Mentor & Guide



Mentor & Guide



What We Do

We work with individuals and small groups in techniques to help you cope and find your unique path through:


  • Self-care
  • Honoring Your Path
  • A New Dawn of Wholeness and Survivorship

My Journey

Domestic Violence Victim to Survivor

Once I served as a volunteer and advocate for those affected by domestic violence, I saw and heard a lot. Then I became a victim. I experienced first-hand what I had worked hard to bring awareness to business, organizations, and faith groups. I quickly realized each experience of violence has its own story.


About Domestic Violence

My personal suffering included years of medical treatments, counseling, courts, and navigation social service agencies for the basics. An individual whose life is going well, these entities’ processes and requirements are easy to go through. As a victim, however, the challenges of navigating these services can knock you down when you’re not sure of yourself.


Getting Back on My Feet

I recognized through months of therapy if I could help one person transition from victim to survivorship, I would. Through levels of healing, I embraced my diverse heritage, incorporating traditions into my holistic journey. This journey is a matter of faith, not fact.



Changing Mindsets

I took my experiences; I had journaled and began writing. Writing helped me recognized a more immediate need. I needed people to hear my voice without giving me platitudes. A counselor and an attorney who noted my evolution in changing my mindset from a victim encouraged me to share my change process. Working privately with others in similar circumstances, Listening Ear or L’Ear were born.

· · · · · · ·

EXERCISE GOAL — Copy the Mentor & Guide text starting at "Once I served" and ending at "its own story.", swapping "advocate" for "ally". The rows that follow are separate material with no connection to the Mentor & Guide text.

· · · · · · ·

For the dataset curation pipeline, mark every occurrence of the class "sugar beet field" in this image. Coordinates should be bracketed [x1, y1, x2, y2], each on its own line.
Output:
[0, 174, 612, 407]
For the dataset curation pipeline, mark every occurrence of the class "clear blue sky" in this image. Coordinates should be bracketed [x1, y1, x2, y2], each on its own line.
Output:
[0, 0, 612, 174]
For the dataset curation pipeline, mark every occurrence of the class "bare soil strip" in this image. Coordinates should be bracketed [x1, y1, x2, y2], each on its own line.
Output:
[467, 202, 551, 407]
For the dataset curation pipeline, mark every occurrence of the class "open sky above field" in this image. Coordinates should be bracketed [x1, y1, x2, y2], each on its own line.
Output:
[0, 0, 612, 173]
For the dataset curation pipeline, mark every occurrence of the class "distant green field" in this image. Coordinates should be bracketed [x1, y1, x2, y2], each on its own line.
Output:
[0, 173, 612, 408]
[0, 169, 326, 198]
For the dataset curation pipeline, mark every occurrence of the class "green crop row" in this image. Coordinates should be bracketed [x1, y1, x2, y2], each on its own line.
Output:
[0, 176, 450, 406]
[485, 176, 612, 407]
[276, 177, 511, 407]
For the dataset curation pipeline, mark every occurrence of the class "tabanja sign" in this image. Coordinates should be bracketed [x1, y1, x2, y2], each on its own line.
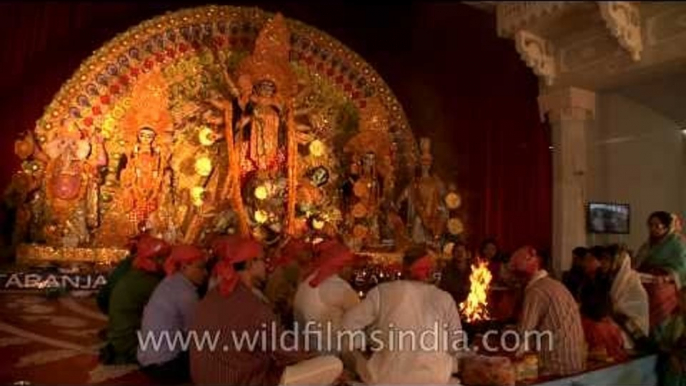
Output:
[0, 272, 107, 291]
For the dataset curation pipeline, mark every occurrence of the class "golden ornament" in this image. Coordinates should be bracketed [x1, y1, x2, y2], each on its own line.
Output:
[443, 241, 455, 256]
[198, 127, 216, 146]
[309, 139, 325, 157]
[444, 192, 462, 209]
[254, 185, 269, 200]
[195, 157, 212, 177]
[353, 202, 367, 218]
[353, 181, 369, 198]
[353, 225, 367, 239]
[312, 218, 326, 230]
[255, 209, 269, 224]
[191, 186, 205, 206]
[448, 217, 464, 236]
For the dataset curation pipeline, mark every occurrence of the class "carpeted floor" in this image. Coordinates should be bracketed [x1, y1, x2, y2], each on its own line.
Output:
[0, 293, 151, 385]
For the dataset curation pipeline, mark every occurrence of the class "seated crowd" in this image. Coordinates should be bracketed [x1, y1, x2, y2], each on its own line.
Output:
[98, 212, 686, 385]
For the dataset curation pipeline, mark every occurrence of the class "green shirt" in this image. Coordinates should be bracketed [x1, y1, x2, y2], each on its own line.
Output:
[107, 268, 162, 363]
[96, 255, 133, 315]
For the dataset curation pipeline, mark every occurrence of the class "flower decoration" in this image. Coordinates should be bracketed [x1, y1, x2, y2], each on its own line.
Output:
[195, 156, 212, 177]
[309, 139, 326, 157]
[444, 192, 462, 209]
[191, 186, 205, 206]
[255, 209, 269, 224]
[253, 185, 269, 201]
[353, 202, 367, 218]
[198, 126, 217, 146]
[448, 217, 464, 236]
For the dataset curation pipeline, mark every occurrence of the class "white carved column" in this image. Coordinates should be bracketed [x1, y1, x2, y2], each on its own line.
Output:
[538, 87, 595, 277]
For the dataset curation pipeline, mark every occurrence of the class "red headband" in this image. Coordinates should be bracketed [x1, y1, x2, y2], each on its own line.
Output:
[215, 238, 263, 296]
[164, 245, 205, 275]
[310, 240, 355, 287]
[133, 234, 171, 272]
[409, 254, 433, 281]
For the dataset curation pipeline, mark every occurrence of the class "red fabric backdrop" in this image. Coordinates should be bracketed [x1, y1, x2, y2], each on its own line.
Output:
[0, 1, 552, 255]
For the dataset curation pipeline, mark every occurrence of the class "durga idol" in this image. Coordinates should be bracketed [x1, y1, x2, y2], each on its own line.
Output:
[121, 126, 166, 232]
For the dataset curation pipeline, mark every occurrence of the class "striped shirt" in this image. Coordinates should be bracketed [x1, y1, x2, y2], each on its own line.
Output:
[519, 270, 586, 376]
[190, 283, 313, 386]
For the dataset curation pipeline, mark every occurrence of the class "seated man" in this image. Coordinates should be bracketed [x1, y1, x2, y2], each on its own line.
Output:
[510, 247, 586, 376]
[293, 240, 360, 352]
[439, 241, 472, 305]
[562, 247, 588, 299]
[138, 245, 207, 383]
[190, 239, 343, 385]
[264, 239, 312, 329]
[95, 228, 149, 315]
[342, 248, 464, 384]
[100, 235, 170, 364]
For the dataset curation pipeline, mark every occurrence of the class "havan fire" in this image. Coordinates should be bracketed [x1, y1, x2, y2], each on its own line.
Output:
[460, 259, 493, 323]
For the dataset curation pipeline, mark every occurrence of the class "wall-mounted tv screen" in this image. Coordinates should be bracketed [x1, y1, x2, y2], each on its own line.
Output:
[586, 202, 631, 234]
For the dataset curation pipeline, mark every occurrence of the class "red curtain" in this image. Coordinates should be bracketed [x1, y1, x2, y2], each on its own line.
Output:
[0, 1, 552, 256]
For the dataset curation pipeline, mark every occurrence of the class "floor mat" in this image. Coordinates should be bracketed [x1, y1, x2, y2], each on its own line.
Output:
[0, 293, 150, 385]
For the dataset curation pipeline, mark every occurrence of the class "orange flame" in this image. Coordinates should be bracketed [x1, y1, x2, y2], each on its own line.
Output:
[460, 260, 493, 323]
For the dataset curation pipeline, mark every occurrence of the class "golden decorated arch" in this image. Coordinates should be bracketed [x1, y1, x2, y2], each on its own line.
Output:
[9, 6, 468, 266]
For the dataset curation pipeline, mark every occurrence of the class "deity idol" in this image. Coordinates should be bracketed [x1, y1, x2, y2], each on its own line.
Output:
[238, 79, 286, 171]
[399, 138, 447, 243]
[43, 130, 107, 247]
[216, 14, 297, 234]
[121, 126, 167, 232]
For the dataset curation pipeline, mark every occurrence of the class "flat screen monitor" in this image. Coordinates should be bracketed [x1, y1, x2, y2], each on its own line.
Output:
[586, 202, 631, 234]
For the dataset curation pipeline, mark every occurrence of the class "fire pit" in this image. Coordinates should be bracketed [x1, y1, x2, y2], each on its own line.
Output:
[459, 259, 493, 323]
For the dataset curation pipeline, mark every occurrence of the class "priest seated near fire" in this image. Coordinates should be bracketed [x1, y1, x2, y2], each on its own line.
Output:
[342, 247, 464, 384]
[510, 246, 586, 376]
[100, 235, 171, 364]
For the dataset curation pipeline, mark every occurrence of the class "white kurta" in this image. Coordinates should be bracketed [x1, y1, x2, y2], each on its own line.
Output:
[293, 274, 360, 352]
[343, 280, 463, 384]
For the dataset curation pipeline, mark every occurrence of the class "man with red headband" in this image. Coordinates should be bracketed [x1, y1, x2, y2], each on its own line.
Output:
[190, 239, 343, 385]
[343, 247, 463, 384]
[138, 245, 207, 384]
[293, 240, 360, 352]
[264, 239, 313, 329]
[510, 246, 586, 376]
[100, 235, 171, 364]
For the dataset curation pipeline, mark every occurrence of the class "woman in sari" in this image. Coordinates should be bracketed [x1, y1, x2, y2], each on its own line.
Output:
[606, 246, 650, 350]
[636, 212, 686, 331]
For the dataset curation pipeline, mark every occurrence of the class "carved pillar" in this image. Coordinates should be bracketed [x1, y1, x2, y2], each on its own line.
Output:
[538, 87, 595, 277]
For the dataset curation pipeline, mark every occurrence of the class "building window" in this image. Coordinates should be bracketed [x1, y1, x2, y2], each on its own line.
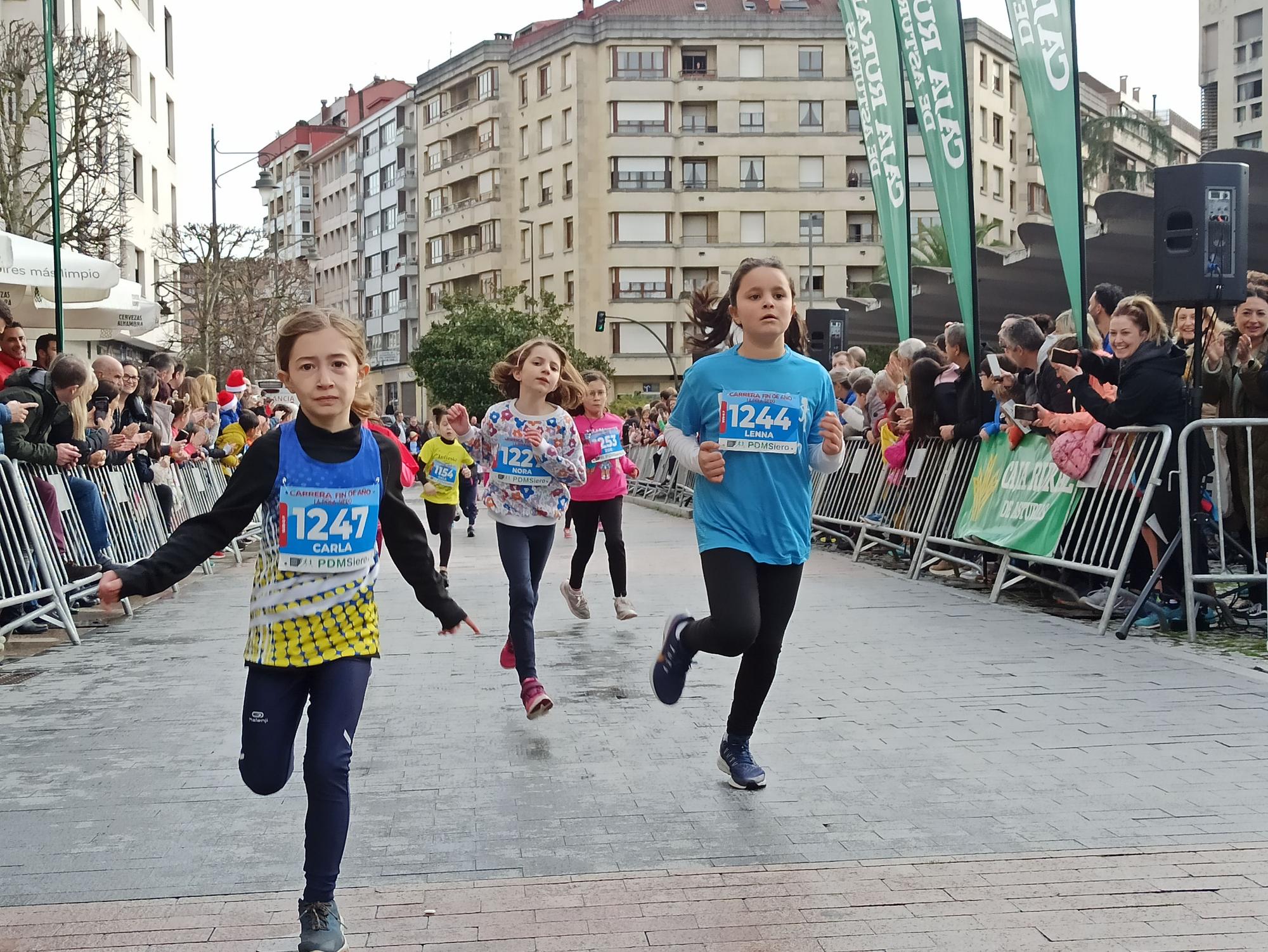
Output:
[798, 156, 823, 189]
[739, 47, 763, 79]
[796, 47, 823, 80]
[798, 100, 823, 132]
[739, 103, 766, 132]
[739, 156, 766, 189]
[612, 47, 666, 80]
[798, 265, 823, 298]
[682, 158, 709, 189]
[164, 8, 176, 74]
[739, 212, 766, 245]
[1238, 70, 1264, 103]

· · · · · · ·

RESPONSE TO THE EXERCISE —
Once I served as a volunteer and ally for those affected by domestic violence, I saw and heard a lot. Then I became a victim. I experienced first-hand what I had worked hard to bring awareness to business, organizations, and faith groups. I quickly realized each experience of violence has its own story.